(WHAT IS NEEDED): Please render the part of the material below that opens with the line containing "Practice. For this step, pick out the green" and closes with the line containing "point(469, 162)" as a JSON list of strings, one string per line, with blank lines left out.

(GIVEN DATA):
──────
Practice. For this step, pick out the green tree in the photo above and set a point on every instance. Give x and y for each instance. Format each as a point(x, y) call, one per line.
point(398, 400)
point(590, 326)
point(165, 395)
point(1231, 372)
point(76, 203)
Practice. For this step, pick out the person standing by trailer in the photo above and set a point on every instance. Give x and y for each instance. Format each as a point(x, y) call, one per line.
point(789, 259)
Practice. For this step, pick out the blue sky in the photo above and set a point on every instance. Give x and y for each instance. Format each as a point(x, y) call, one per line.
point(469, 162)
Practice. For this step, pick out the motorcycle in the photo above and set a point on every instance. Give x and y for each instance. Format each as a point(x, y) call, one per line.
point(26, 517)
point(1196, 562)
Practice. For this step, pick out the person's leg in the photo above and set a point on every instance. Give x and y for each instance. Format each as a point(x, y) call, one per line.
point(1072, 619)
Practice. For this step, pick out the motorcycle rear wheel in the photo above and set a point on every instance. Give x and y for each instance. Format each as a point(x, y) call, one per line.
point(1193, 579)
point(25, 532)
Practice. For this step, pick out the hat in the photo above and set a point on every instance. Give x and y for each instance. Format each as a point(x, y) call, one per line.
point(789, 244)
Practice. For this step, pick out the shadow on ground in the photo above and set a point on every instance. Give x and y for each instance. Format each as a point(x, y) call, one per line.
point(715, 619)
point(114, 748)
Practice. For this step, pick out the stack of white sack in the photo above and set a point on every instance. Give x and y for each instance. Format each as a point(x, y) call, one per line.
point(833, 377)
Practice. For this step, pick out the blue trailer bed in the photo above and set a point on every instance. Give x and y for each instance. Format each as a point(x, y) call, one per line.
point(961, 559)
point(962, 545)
──────
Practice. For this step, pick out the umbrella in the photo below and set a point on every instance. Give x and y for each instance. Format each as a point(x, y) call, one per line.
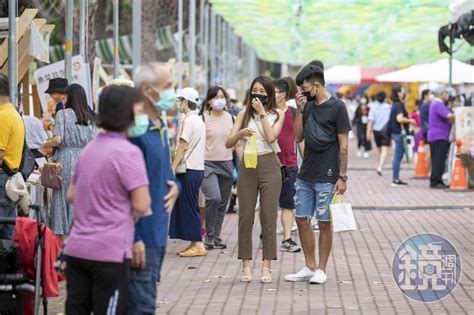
──────
(SOLUTION TO THE EXERCISE):
[
  "Practice. For this step, pick out the green tree in the photo above and set a point on every instance. Give x and y for each instance. Format each as a point(x, y) call, one per line.",
  "point(398, 400)",
  "point(590, 326)",
  "point(165, 395)",
  "point(1231, 372)",
  "point(76, 203)",
  "Practice. For this step, pick out the person standing by trailer in the photo above and set a point on every instance. Give x and y for each instance. Format each as a point(x, y) call, one per line.",
  "point(789, 259)",
  "Practice. For this step, pick out the blue sky in the photo above and set a point on every instance. Give x and y for each instance. Format each as a point(x, y) call, one per line.",
  "point(469, 162)"
]